Extrait fourni |
※

Personnages – Gérard Boulée

portrait de Gérard Boulée
Un crime contre le patrimoine

Gérard Boulée est le père d’Aurore.

Entrepreneur en bâtiment fort en gueule, il élève sa cadette en garçon manqué et cède à tous ses caprices. Opportuniste, il achète deux biens nationaux après la Révolution : le couvent des Capucins à Compiègne – dont il fait sa demeure familiale – et le château de Chantilly … qu’il fait raser et revend en pièces détachées.

Voici l’histoire racontée par Marie, sa fille aînée, dans la première version du roman (modifiée depuis) :

« Trois jours après la prise de la Bastille, le prince de Condé quittait précipitamment la France. Propriétaire du magnifique domaine de Chantilly que nous connaissions bien car il est assez proche de Compiègne, il quitta à regret son château, sa ménagerie, ses écuries ; Il pensait partir pour quelques mois, son absence dura 25 ans.

※

Exercice bref A |
Transcrivez fidèlement le passage de la présentation de Gérard Boulée qui commence par « Gérard Boulée est » et se poursuit jusqu'à « dura 25 ans. ».
Exercice bref B |
Prolongez la présentation de Gérard Boulée à la suite de sa dernière phrase.

Entrées de localisation d'objets dans les images

※

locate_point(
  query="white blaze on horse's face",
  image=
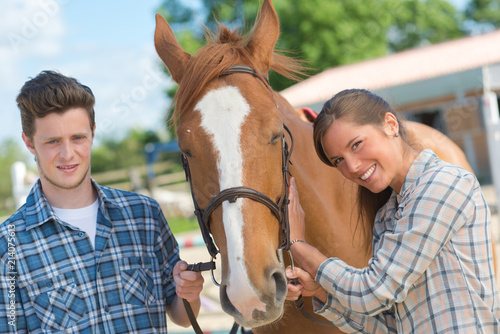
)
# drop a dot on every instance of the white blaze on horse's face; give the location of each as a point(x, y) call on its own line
point(223, 112)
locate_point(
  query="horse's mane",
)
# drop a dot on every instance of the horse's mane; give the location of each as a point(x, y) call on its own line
point(224, 49)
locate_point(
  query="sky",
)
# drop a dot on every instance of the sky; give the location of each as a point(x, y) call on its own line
point(106, 45)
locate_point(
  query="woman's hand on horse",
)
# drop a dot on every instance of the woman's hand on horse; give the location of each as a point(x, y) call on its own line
point(188, 283)
point(296, 213)
point(306, 285)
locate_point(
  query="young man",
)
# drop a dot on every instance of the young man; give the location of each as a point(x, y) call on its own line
point(79, 257)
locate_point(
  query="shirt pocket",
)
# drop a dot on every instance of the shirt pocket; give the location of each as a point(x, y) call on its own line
point(137, 275)
point(57, 302)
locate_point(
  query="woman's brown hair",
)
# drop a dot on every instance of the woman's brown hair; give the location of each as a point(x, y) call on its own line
point(361, 107)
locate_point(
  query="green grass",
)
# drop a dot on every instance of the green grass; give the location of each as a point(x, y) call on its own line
point(181, 224)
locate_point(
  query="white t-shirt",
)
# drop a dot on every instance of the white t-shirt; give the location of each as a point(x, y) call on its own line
point(83, 218)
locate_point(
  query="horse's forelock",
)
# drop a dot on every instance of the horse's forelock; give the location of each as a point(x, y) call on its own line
point(224, 49)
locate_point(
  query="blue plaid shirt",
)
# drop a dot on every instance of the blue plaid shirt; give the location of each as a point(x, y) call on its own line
point(432, 267)
point(53, 281)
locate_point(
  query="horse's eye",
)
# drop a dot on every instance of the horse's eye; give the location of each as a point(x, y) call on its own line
point(276, 138)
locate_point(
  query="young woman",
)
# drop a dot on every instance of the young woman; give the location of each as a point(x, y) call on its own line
point(431, 269)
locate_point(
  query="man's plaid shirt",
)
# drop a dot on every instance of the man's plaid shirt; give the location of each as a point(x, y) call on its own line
point(59, 283)
point(432, 268)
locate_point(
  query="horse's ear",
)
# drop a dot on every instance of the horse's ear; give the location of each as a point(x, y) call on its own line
point(264, 36)
point(169, 50)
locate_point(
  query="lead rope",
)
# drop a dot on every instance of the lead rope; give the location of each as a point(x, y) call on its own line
point(199, 267)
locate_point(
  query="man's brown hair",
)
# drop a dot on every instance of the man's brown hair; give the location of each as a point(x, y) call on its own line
point(51, 92)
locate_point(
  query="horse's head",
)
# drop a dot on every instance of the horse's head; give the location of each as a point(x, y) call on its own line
point(230, 128)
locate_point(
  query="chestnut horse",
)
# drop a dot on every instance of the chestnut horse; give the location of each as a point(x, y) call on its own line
point(230, 129)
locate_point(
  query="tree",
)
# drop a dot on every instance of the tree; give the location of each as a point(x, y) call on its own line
point(484, 14)
point(123, 153)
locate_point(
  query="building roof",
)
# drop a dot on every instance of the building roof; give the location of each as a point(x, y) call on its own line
point(399, 68)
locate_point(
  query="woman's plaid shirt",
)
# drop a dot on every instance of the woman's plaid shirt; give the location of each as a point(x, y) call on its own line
point(60, 284)
point(432, 268)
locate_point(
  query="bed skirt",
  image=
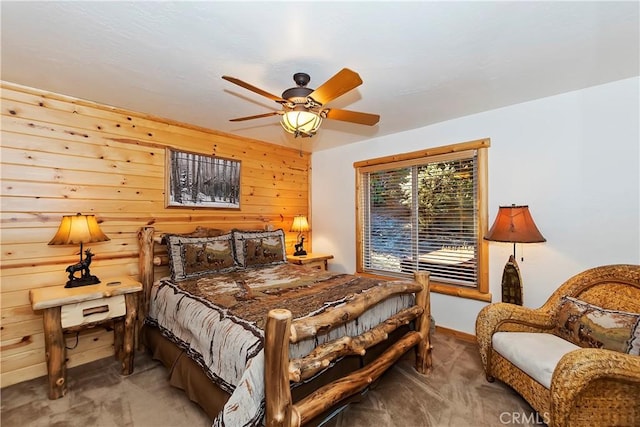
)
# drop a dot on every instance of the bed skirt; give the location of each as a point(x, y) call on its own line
point(188, 376)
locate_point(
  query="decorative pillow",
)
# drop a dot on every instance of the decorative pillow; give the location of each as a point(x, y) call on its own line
point(256, 248)
point(192, 257)
point(588, 325)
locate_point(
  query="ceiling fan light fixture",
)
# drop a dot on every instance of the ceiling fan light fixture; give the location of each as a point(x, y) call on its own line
point(301, 122)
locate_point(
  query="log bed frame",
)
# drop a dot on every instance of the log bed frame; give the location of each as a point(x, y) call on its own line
point(281, 329)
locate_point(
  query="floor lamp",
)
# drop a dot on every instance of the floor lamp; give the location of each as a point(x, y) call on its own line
point(513, 224)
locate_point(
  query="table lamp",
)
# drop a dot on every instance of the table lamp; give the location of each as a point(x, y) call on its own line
point(300, 224)
point(81, 229)
point(513, 224)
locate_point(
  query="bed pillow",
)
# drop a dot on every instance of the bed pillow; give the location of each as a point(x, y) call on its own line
point(258, 248)
point(588, 325)
point(193, 257)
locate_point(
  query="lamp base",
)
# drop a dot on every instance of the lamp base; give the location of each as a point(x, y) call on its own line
point(512, 282)
point(300, 248)
point(83, 281)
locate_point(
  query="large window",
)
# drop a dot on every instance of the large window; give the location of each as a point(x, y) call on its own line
point(426, 211)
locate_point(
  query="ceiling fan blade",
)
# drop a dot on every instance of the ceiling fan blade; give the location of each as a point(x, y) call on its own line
point(352, 116)
point(257, 116)
point(341, 83)
point(255, 89)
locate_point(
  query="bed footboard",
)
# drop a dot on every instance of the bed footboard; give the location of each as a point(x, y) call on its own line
point(281, 330)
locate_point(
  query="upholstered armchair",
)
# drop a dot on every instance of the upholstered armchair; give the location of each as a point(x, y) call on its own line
point(575, 359)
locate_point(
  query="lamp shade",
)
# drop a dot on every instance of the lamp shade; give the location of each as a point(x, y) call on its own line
point(514, 224)
point(301, 122)
point(300, 224)
point(78, 228)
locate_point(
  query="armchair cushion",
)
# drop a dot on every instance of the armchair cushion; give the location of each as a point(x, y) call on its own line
point(536, 354)
point(588, 325)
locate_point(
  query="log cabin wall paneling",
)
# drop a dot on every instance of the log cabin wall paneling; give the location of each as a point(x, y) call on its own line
point(61, 155)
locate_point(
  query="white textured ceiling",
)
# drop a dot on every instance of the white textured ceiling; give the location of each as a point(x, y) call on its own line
point(421, 62)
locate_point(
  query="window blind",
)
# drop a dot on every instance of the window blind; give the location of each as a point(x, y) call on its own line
point(422, 215)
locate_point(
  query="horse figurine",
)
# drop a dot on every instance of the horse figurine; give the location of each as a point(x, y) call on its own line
point(85, 275)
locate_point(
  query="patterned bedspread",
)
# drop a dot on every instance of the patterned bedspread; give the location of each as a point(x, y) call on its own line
point(219, 320)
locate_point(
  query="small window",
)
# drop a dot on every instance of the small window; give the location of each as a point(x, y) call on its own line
point(426, 211)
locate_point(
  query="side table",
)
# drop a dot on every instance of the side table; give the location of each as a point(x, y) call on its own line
point(74, 309)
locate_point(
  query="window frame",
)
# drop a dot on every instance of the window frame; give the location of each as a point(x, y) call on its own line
point(481, 291)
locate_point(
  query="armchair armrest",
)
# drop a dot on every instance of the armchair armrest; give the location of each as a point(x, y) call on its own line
point(577, 369)
point(507, 317)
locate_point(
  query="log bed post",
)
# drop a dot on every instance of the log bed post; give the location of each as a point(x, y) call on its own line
point(276, 369)
point(423, 324)
point(145, 265)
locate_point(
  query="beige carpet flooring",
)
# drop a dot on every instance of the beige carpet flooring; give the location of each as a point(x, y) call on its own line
point(454, 394)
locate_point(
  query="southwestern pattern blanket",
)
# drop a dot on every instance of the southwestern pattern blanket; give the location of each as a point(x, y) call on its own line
point(219, 320)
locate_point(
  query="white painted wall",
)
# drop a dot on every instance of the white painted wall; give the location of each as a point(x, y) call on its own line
point(573, 158)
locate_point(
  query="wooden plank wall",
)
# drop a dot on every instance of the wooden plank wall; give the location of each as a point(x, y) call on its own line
point(61, 155)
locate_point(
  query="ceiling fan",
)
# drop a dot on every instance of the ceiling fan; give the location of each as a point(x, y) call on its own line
point(304, 108)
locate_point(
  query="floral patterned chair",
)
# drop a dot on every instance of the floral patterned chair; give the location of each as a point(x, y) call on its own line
point(575, 359)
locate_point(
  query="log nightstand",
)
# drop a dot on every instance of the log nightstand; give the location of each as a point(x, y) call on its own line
point(312, 260)
point(74, 309)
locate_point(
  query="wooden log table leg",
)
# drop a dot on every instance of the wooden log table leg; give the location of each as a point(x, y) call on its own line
point(55, 353)
point(128, 339)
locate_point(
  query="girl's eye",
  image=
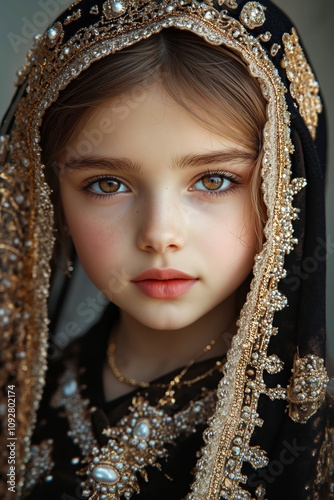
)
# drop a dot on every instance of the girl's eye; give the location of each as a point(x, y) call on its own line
point(104, 186)
point(216, 183)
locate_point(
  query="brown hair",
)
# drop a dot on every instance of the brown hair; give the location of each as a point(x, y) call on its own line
point(196, 74)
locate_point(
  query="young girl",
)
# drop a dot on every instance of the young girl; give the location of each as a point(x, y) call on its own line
point(177, 139)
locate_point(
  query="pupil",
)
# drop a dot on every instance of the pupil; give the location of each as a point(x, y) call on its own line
point(109, 185)
point(212, 182)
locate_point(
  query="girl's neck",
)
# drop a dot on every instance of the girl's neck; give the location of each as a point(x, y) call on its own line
point(150, 353)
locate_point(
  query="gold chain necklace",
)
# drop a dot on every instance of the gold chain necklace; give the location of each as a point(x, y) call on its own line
point(175, 383)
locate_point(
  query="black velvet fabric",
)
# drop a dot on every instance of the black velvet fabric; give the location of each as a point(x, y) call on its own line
point(292, 448)
point(173, 481)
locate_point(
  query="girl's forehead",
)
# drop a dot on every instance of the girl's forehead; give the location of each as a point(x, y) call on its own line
point(151, 121)
point(149, 109)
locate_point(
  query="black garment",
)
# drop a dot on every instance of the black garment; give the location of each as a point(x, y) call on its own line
point(174, 478)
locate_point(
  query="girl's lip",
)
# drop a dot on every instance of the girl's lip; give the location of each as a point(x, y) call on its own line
point(164, 283)
point(164, 288)
point(163, 274)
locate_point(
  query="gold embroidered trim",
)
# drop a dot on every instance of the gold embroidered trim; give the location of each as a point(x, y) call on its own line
point(252, 15)
point(94, 10)
point(304, 88)
point(307, 388)
point(39, 466)
point(137, 441)
point(73, 17)
point(50, 66)
point(275, 49)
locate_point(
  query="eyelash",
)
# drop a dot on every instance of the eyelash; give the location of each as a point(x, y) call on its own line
point(218, 173)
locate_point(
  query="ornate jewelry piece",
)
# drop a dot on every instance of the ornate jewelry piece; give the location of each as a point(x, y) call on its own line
point(137, 441)
point(175, 383)
point(304, 87)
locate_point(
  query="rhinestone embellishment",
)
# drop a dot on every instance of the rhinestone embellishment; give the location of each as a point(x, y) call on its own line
point(105, 474)
point(252, 15)
point(113, 9)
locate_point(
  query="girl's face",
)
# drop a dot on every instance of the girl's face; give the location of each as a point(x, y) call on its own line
point(146, 187)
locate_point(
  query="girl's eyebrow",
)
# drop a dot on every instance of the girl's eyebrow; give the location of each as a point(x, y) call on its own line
point(85, 162)
point(188, 161)
point(215, 157)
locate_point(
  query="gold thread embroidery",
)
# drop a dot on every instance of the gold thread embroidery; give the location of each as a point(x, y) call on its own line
point(252, 15)
point(307, 388)
point(50, 70)
point(325, 465)
point(232, 4)
point(112, 9)
point(303, 88)
point(275, 49)
point(73, 17)
point(265, 37)
point(39, 466)
point(94, 10)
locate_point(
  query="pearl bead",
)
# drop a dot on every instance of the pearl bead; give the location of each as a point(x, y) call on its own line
point(117, 7)
point(105, 474)
point(142, 430)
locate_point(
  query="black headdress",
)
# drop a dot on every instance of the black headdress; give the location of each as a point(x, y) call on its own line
point(269, 436)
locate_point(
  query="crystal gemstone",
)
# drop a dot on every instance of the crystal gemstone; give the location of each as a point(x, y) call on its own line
point(117, 7)
point(142, 430)
point(105, 474)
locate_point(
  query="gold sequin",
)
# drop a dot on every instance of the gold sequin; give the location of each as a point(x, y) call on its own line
point(94, 10)
point(252, 15)
point(304, 88)
point(307, 388)
point(275, 49)
point(73, 17)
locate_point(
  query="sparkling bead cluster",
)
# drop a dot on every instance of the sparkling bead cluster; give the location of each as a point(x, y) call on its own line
point(307, 387)
point(138, 440)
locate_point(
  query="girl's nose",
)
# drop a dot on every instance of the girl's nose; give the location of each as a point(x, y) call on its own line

※

Résultat attendu A |
Gérard Boulée est le père d’Aurore.

Entrepreneur en bâtiment fort en gueule, il élève sa cadette en garçon manqué et cède à tous ses caprices. Opportuniste, il achète deux biens nationaux après la Révolution : le couvent des Capucins à Compiègne – dont il fait sa demeure familiale – et le château de Chantilly … qu’il fait raser et revend en pièces détachées.

Voici l’histoire racontée par Marie, sa fille aînée, dans la première version du roman (modifiée depuis) :

« Trois jours après la prise de la Bastille, le prince de Condé quittait précipitamment la France. Propriétaire du magnifique domaine de Chantilly que nous connaissions bien car il est assez proche de Compiègne, il quitta à regret son château, sa ménagerie, ses écuries ; Il pensait partir pour quelques mois, son absence dura 25 ans.

Résultat attendu B |
Comme beaucoup d’autres émigrés, ses biens lui furent confisqués par la loi du 8 avril 1792 et un expert fut désigné pour préparer la vente du domaine en plusieurs lots. Avant ce démembrement, un bataillon marcha sur Chantilly, les soldats se répandirent dans les appartements du château, emportèrent le linge, les meubles, les glaces, burent le vin des caves, pillèrent le poisson des pièces d’eau, arrachèrent les conduites en plomb et tuèrent les animaux de la ménagerie ; Seul le tigre, qu’on osa approcher, fut épargné.

Mon père et son associé, bien qu’ils déplorassent ces comportements, eurent l’idée de se porter acquéreurs des bâtiments dans le but de le démolir et de tirer parti des matériaux. Ils achetèrent le château le 17 juillet 1799 pour la somme folle de 11 millions de livres en assignats, ce qui, en réalité, ramenait le prix de vente à 115 000 francs. Mais un membre du conseil des Cinq Cents, les députés de ce temps-là, dénonça aussitôt cette vente consentie à vil prix. Mon père se ne laissa pas impressionner et publia un mémoire pour justifier son action.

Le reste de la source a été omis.